* _Source extract_:
8/10 – The resolution seemed a bit rushed to me, and I was hoping for some better explanations of the machinations of the evildoer, but otherwise it was well-thought out and expertly executed.

Entertainment value

9/10 – I mentioned the aching already, didn’t I?

World building

9/10 – Creepy and oppressive, just like I’m sure he meant it to be.

TOTAL:

44/50

Monday, January 14, 2008

Christmas for Gary by Vic Winter

TITLE: Christmas for Gary
AUTHOR: Vic Winter
PUBLISHER: Torquere Press
LENGTH: Short story (roughly 10k)
GENRE: Contemporary gay erotic romance
COST: $2.49

Gary is stuck staying with his grandmother over Christmas, but she and her friends are far more outspoken than he ever expected. When they capture the attention of a hot guy he spies on one of their coffee breaks, he is mortified when they announce Gary thinks he’s attractive. He’s even more shocked when this gorgeous specimen actually returns the compliment. An invitation for a free training session turns into lunch, then turns into something more. Did Gary just get the Christmas gift of a lifetime?

Another of the more palatable Christmas stories I bought this year. Another short story. I wonder if authors think that the Christmas season can’t really handle a long story.

Either way around it, this was a very simple story. Geeky Boy gets stuck with Outrageous Grandma. Outrageous Grandma hooks up with Geeky Boy with Hot Boy. Two Boys go out, have sex, fall in love. End of story. Any conflict there is in the story is swept under the feelgood rug early on, so all the reader has to do is sit back and enjoy the gentle ride of these two hooking up. It’s like comfort food when you’re sick. There’s nothing challenging or different about it, but it feels good for those weak moments.

I did get a kick out of Gary’s grandmother and all her friends. They were far more memorable than either of the two men. Troy, the perfect boyfriend – and the fact that I can never keep his name straight should be telling; I keep wanting to call him Todd and then have to go back and check the story to find out I’m wrong – is just a little too good to be true, and Gary’s only interesting when he’s with the old ladies.

Still, it was sweet for what it was. And now my Christmas story reviews for this year are over.

Readability

8/10 – Simple and unassuming.

Hero #1

6/10 – Likable and unassuming, kind of like the rest of the story.

Hero #2

5/10 – Likable, but borders on too good to be true.

Entertainment value

6/10 – A sweet nibble, but not something I’m going to remember for long.

World building

7/10 – Not bad for a short story, though I got more of a feel for the older women’s world than the two heroes

TOTAL:

32/50

Friday, January 11, 2008

The Watchers: Dark Awakening by Charlotte Featherstone

TITLE: The Watchers: Dark Awakening
AUTHOR: Charlotte Featherstone
PUBLISHER: Total-e-bound
LENGTH: Novella (roughly 16k)
GENRE: Paranormal erotic romance
COST: ₤2.49

Nadira has believed in angels her entire life. But when one shows its face to her the night she is supposed to meet with a dying friend, she doesn’t know what to believe anymore. His prophecy that she will give herself to another angel seems farfetched, until another literally stumbles across her path a few minutes later. She doesn’t realize he’s Gadriel, one of the Fallen and hater of humankind. But can he continue to hate them with Nadira now in his proximity?

* _Raw data_:
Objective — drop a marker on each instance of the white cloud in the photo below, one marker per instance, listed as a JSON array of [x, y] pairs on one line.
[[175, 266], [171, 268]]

* _Instruction_: Rewrite the book review's passage starting at "Christmas for Gary by" and ending at "a long story.", substituting "aunt" for "grandmother".

* _Full output_:
Christmas for Gary by Vic Winter

TITLE: Christmas for Gary
AUTHOR: Vic Winter
PUBLISHER: Torquere Press
LENGTH: Short story (roughly 10k)
GENRE: Contemporary gay erotic romance
COST: $2.49

Gary is stuck staying with his aunt over Christmas, but she and her friends are far more outspoken than he ever expected. When they capture the attention of a hot guy he spies on one of their coffee breaks, he is mortified when they announce Gary thinks he’s attractive. He’s even more shocked when this gorgeous specimen actually returns the compliment. An invitation for a free training session turns into lunch, then turns into something more. Did Gary just get the Christmas gift of a lifetime?

Another of the more palatable Christmas stories I bought this year. Another short story. I wonder if authors think that the Christmas season can’t really handle a long story.